START

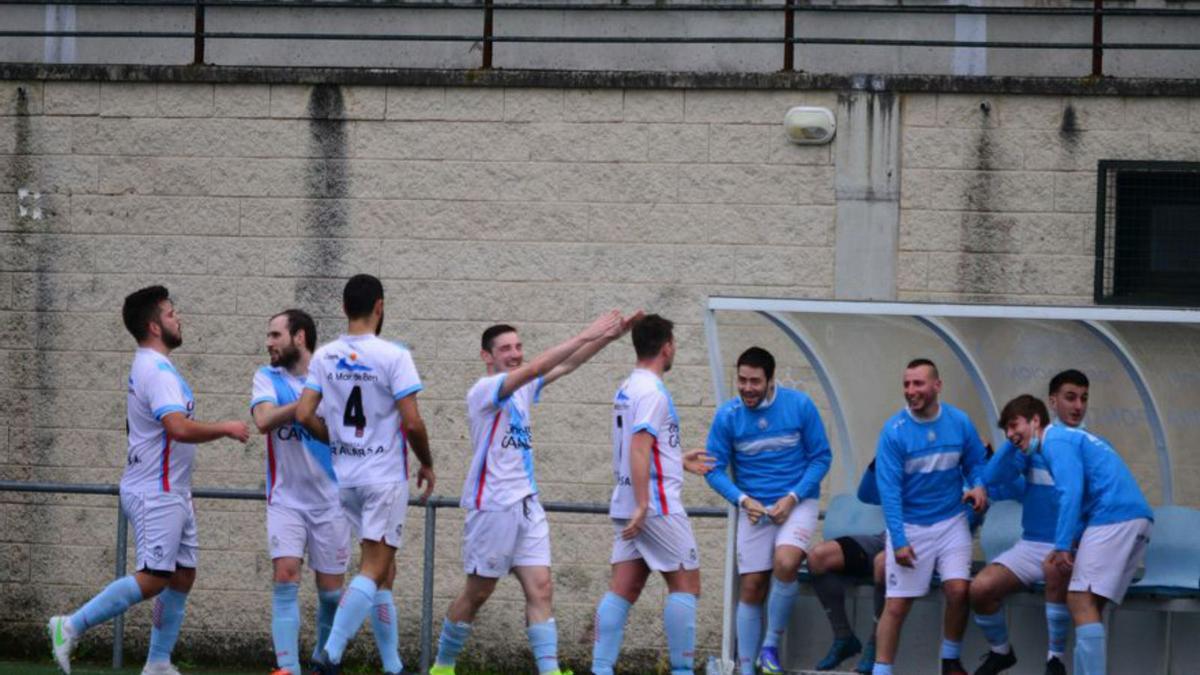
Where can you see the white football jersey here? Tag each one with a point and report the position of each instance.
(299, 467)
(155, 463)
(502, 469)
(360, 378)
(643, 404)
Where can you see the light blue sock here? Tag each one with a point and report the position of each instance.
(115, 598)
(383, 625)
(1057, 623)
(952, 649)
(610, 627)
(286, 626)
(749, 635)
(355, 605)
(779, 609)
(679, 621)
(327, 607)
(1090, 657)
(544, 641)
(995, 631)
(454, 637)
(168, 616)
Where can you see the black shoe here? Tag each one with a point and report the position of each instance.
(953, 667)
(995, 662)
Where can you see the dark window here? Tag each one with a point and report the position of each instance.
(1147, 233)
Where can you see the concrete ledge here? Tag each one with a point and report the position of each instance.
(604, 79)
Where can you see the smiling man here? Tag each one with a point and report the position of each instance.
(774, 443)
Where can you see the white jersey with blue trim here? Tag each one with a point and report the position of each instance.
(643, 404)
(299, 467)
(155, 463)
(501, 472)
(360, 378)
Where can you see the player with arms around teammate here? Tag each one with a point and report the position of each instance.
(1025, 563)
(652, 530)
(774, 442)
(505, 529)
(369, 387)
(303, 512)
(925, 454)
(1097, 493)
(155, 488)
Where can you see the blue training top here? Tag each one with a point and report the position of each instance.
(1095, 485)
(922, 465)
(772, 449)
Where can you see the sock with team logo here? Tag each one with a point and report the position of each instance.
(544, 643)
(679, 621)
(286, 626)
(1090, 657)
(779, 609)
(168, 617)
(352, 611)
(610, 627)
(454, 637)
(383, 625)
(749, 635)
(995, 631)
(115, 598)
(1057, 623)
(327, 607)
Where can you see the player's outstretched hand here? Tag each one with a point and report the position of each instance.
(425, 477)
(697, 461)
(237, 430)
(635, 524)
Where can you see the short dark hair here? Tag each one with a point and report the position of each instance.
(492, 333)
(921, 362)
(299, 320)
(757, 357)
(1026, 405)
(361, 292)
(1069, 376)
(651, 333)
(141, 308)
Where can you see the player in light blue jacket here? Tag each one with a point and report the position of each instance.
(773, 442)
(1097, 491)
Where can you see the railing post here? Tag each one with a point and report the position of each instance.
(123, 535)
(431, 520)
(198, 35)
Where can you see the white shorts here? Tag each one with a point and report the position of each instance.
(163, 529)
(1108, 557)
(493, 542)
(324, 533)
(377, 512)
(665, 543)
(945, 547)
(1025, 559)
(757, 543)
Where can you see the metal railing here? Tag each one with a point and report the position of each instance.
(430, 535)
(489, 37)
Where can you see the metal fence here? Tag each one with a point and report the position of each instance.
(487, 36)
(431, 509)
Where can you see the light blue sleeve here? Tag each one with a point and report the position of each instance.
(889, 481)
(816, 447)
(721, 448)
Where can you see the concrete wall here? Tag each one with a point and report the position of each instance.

END
START

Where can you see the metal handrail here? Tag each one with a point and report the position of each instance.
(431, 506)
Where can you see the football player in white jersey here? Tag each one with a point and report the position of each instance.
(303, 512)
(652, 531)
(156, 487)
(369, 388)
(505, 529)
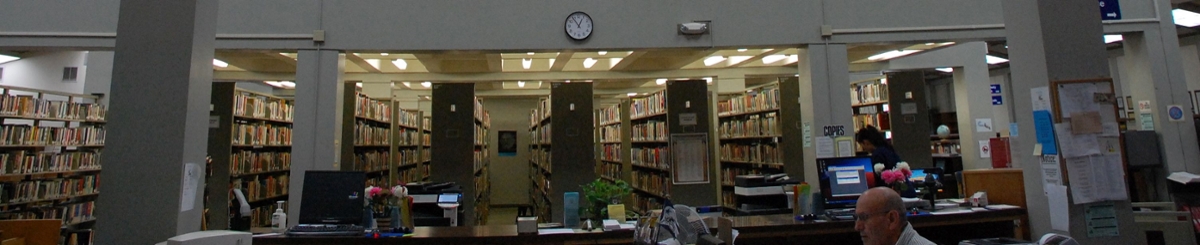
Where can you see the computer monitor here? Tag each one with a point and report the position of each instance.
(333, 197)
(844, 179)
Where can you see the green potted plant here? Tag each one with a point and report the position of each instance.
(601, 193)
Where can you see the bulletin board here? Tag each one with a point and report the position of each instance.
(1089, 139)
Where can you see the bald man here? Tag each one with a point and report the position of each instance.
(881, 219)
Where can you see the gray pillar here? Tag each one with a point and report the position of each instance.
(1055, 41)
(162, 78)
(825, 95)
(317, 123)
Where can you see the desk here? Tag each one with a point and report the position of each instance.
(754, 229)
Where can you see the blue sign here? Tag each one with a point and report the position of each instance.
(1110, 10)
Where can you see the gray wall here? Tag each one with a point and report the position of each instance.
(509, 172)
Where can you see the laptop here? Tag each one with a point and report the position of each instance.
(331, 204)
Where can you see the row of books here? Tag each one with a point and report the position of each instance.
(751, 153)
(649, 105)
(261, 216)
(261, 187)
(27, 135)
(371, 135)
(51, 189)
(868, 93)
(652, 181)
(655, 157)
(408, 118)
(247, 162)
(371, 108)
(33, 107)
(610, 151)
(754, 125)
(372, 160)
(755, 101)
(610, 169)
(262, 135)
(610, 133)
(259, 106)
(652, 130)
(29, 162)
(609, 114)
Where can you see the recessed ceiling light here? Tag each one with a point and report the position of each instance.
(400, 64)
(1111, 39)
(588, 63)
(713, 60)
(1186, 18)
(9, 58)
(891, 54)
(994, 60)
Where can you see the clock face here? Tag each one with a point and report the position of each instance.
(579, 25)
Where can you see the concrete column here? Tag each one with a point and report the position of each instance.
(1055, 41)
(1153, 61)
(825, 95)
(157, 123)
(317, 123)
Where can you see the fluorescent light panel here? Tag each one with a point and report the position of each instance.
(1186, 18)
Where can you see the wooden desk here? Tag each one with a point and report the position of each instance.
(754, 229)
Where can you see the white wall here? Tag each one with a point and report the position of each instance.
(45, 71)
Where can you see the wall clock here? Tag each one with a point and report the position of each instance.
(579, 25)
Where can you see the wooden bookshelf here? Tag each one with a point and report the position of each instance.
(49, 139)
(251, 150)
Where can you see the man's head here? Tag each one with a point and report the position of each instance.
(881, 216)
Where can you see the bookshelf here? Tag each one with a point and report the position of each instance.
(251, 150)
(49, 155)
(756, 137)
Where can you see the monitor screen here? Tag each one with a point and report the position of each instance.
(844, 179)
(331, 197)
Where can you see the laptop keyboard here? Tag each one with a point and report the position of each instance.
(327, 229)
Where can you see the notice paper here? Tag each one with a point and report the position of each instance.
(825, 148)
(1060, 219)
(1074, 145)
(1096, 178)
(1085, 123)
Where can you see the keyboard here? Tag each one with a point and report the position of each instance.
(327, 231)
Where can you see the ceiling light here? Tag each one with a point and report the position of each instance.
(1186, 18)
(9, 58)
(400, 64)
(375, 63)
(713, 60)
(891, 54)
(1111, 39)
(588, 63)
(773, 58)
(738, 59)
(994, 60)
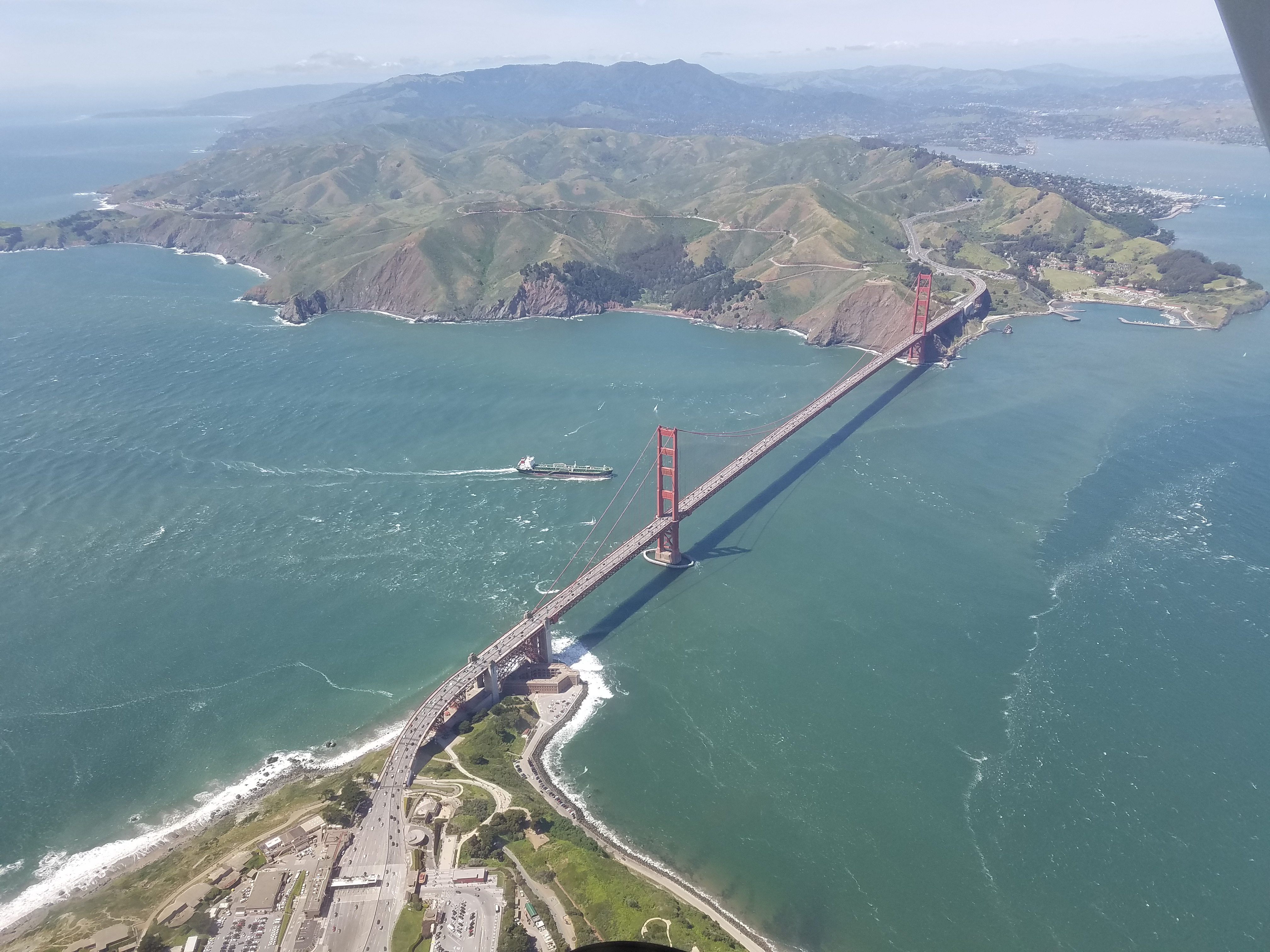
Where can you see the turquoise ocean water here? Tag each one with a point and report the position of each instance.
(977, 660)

END

▸ **SET EXERCISE**:
Select every line of the records that contains the word "wooden", matching case exactly.

▸ **OUTPUT BELOW**:
Where can you see the wooden desk here? Tag each one with a point and report the position of each instance.
Where can you see the wooden bookshelf here? Tag each one with a point and report the position of each instance.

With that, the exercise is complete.